*Data shown*
+++
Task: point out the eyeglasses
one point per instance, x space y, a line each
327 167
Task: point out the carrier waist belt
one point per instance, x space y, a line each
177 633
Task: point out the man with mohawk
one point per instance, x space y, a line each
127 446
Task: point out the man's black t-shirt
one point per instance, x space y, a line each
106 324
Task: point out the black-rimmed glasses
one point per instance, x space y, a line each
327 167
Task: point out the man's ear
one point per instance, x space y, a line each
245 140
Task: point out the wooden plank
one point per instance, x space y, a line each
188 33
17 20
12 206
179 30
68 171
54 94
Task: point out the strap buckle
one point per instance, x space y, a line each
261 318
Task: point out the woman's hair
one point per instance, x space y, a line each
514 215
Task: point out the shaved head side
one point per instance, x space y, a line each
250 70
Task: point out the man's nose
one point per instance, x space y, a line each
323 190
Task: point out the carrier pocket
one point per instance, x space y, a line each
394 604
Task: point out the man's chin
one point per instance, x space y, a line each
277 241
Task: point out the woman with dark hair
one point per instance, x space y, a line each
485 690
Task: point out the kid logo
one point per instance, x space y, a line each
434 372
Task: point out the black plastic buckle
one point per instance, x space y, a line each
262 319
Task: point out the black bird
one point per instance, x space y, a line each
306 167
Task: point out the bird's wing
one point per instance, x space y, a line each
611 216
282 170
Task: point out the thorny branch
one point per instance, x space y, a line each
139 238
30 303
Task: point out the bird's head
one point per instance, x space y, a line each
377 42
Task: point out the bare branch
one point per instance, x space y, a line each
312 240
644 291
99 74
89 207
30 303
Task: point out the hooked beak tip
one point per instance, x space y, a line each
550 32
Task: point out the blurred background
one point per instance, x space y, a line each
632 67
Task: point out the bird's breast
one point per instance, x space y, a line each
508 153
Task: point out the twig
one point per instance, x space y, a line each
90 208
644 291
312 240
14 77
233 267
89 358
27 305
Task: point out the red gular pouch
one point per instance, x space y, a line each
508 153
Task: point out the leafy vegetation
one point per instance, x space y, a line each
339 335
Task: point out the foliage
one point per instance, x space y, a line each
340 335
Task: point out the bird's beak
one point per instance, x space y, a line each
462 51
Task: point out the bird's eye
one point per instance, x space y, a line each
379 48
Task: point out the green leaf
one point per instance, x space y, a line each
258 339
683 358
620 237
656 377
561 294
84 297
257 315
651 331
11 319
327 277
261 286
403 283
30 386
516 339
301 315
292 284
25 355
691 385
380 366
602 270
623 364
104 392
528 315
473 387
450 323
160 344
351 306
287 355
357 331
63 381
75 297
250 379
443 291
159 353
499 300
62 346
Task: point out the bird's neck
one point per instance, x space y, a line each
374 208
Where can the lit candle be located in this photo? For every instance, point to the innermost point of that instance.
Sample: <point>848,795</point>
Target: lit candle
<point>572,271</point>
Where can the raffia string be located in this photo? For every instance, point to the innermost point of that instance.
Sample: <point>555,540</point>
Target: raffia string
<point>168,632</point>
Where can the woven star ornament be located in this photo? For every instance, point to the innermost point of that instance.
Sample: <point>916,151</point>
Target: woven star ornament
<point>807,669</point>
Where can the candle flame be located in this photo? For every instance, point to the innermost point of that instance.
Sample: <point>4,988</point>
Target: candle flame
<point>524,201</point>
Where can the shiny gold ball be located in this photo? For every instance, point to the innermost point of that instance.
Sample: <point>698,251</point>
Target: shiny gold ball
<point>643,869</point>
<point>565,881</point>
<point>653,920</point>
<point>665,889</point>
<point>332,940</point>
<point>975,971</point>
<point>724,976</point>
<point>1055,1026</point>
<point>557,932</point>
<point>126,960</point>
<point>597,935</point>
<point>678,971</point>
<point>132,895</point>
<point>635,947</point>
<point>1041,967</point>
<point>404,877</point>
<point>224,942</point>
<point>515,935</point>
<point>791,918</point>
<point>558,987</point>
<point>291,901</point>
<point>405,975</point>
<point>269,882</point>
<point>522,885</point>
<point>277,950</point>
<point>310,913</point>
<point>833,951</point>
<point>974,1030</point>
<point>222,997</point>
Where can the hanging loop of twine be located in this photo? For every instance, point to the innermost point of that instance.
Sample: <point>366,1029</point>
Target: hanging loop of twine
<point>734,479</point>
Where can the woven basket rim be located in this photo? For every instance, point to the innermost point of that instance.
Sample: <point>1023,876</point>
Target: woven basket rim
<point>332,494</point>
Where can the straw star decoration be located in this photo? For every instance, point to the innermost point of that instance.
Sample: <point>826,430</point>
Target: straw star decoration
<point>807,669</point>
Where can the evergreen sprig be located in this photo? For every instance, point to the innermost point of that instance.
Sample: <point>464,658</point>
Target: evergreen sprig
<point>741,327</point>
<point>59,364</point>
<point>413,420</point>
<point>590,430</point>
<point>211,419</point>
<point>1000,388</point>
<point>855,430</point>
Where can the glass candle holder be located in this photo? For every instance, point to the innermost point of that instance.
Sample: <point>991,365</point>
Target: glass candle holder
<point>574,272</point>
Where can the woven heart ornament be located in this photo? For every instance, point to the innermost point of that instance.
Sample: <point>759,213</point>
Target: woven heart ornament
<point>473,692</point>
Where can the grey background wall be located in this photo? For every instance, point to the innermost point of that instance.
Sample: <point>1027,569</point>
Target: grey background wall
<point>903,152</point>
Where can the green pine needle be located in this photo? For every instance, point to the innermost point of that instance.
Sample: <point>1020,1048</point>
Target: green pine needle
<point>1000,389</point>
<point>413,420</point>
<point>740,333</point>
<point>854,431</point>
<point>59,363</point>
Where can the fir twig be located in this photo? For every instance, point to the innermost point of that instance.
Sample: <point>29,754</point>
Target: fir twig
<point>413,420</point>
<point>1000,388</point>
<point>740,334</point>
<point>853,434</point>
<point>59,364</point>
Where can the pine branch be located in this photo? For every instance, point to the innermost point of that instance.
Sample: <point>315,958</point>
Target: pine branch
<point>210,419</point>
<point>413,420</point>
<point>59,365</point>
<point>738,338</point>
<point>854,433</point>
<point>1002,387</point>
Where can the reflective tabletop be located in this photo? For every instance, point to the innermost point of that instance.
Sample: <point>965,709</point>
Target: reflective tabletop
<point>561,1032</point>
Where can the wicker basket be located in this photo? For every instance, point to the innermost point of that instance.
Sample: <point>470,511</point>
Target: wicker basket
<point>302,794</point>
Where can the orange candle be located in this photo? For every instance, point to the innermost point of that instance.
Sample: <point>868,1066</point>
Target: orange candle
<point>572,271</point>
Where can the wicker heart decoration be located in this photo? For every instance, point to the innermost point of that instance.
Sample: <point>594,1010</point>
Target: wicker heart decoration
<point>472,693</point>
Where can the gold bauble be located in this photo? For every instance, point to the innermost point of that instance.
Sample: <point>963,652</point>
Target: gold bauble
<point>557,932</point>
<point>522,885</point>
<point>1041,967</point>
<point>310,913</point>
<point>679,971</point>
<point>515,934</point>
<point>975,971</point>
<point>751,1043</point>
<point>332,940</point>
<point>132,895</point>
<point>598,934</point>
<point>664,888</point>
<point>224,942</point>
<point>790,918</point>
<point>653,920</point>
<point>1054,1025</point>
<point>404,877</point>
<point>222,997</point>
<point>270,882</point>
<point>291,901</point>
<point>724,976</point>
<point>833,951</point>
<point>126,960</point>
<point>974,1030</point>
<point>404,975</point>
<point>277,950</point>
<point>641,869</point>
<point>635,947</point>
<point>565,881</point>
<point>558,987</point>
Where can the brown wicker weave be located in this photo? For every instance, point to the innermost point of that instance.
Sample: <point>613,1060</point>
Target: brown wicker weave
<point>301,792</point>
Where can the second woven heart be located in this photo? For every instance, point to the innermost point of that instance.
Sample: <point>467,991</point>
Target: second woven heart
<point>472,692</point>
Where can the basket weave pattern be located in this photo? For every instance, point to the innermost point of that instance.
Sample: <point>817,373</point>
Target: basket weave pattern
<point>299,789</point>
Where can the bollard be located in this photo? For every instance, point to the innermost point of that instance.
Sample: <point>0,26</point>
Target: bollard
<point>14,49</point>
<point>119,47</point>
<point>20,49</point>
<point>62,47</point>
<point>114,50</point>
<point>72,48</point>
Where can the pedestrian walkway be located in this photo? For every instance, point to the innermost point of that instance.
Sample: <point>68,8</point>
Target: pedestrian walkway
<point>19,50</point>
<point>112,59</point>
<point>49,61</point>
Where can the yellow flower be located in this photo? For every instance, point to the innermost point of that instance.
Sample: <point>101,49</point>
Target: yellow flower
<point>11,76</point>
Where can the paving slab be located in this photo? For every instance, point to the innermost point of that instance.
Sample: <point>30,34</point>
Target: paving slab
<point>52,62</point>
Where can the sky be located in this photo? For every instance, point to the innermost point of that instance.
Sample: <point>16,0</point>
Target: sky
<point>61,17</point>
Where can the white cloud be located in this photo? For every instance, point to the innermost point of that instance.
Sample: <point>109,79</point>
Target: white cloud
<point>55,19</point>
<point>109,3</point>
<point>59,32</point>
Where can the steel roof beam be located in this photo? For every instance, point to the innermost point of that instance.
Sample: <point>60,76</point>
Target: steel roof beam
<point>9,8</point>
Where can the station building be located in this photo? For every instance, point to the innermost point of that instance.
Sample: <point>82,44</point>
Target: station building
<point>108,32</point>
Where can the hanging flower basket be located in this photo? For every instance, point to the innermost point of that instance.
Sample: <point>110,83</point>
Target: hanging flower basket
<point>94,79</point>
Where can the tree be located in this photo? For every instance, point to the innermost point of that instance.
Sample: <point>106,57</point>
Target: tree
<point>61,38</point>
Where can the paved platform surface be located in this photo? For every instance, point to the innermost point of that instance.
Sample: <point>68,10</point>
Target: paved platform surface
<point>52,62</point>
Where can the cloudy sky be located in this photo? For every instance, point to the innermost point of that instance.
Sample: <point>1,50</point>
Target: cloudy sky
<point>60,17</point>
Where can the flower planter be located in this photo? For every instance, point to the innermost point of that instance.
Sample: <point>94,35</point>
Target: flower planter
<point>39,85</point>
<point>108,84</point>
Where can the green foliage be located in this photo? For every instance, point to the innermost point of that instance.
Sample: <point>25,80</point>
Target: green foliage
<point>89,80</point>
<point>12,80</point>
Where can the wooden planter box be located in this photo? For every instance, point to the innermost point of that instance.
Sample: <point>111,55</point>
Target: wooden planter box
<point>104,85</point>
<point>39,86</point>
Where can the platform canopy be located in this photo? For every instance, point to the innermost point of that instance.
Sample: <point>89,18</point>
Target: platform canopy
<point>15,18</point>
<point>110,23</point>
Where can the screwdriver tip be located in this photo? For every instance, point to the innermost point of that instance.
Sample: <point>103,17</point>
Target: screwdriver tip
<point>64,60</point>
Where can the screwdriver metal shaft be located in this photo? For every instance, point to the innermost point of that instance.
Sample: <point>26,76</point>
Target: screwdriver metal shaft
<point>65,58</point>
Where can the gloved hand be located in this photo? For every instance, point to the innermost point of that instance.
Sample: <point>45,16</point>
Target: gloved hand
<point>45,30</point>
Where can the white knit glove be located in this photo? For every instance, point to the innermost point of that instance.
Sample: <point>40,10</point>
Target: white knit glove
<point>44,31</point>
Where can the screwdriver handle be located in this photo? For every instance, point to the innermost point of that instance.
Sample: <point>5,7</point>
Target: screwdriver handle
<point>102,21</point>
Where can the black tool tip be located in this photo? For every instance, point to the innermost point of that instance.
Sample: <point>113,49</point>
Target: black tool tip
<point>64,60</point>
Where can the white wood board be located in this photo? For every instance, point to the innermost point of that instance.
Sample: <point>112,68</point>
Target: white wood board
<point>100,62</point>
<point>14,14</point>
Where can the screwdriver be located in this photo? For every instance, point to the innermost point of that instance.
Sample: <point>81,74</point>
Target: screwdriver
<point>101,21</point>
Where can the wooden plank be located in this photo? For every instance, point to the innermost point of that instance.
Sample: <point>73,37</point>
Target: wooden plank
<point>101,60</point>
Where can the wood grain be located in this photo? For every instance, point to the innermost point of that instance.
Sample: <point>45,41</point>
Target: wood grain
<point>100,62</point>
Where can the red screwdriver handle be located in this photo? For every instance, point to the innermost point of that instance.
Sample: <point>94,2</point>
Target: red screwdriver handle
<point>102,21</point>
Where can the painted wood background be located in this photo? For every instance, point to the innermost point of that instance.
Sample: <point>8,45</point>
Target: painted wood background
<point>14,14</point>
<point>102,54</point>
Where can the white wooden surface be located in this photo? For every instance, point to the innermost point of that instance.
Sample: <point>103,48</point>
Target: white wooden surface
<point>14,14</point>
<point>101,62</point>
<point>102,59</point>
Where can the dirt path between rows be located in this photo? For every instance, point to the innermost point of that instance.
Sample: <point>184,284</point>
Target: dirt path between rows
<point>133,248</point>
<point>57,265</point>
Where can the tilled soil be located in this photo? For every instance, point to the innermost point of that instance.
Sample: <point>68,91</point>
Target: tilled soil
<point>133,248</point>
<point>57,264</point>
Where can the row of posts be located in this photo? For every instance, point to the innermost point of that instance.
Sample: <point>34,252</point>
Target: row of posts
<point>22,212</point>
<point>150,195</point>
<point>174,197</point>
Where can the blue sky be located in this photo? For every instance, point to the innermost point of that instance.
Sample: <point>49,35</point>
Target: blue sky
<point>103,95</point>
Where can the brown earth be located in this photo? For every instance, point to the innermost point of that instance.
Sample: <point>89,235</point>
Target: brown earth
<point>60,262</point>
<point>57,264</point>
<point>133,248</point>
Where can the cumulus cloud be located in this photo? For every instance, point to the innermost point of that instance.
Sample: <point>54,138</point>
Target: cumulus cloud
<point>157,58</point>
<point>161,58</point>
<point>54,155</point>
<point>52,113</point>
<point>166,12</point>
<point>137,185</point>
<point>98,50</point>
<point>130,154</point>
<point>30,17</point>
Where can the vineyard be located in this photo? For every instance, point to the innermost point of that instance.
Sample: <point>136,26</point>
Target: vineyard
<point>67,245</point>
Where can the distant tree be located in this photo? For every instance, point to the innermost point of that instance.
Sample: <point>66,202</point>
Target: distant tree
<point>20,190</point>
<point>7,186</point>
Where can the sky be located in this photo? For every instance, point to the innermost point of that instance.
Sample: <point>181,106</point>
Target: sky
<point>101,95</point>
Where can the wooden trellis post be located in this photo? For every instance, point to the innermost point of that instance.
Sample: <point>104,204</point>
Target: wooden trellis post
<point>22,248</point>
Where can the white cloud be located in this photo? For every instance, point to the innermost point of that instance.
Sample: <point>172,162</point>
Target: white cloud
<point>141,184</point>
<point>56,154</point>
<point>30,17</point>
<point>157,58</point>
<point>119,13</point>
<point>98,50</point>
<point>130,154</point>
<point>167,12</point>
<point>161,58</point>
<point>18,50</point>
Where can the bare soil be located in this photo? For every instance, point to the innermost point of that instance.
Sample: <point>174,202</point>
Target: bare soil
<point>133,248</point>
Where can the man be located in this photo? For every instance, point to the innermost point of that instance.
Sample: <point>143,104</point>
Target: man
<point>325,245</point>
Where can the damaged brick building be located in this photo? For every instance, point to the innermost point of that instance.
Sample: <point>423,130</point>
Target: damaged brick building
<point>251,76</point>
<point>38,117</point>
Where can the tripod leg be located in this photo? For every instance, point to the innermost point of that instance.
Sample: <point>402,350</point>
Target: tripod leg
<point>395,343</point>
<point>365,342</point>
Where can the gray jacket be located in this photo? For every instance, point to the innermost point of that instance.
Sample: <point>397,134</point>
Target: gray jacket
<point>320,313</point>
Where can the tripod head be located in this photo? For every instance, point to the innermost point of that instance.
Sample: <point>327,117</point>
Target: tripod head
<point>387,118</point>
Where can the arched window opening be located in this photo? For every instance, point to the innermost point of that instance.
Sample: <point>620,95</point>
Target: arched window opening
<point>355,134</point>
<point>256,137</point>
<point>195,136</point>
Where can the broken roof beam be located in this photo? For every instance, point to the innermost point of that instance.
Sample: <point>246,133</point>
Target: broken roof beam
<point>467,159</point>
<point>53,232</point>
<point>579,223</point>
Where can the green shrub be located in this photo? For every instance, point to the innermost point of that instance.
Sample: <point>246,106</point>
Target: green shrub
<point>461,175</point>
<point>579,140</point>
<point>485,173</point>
+++
*Exercise requirements*
From the first line of the records to the line containing "Task: point out the blurred background", inclusive, transcribe everything exactly and leave out the rest.

*Solved problem*
Task: point out the eyeglasses
one point per instance, x space y, a line each
327 167
Task: point out the carrier waist belt
one point per instance, x space y, a line each
177 633
Task: point out the man with mohawk
one point per instance, x space y, a line each
127 446
Task: point out the man's black t-shirt
one point per instance, x space y, a line each
106 324
Task: point out the black-rimmed glasses
one point per instance, x space y, a line each
327 167
Task: point out the man's ear
one point per instance, x space y, a line each
245 140
Task: point out the wooden plank
one point per instance, x space y, a line each
188 33
17 20
12 206
179 30
68 171
54 94
Task: point out the strap buckle
one point per instance, x space y, a line each
261 318
Task: point out the woman's hair
one point per instance, x space y, a line each
514 215
Task: point out the shaved head side
one point per instance, x space y, a line each
250 70
Task: point out the man's nose
one point per instance, x space y, a line each
323 190
Task: point out the carrier pocket
one point per instance, x space y, a line each
394 604
Task: point out the man's chin
one point per instance, x space y, a line each
277 241
Task: point out the woman with dark hair
one point per instance, x space y, a line each
485 690
Task: point out the kid logo
one point per instance, x space y, a line each
434 372
Task: point out the black plastic buckle
one point per instance, x space y, a line each
262 319
Task: point out the black bird
one point per instance, x space y, a line each
306 167
Task: point out the bird's wing
one point per instance, x space y, a line each
611 216
282 170
Task: point out the thorny branch
one point per instance, x space y, a line each
139 238
30 303
Task: point out the bird's head
one point per instance, x space y, a line each
377 42
Task: point out the bare branch
one point per instance, x space y, a line each
312 240
644 291
99 74
89 207
30 303
Task: point out the hooked beak tip
one point per instance, x space y, a line each
550 32
Task: point out the blurred background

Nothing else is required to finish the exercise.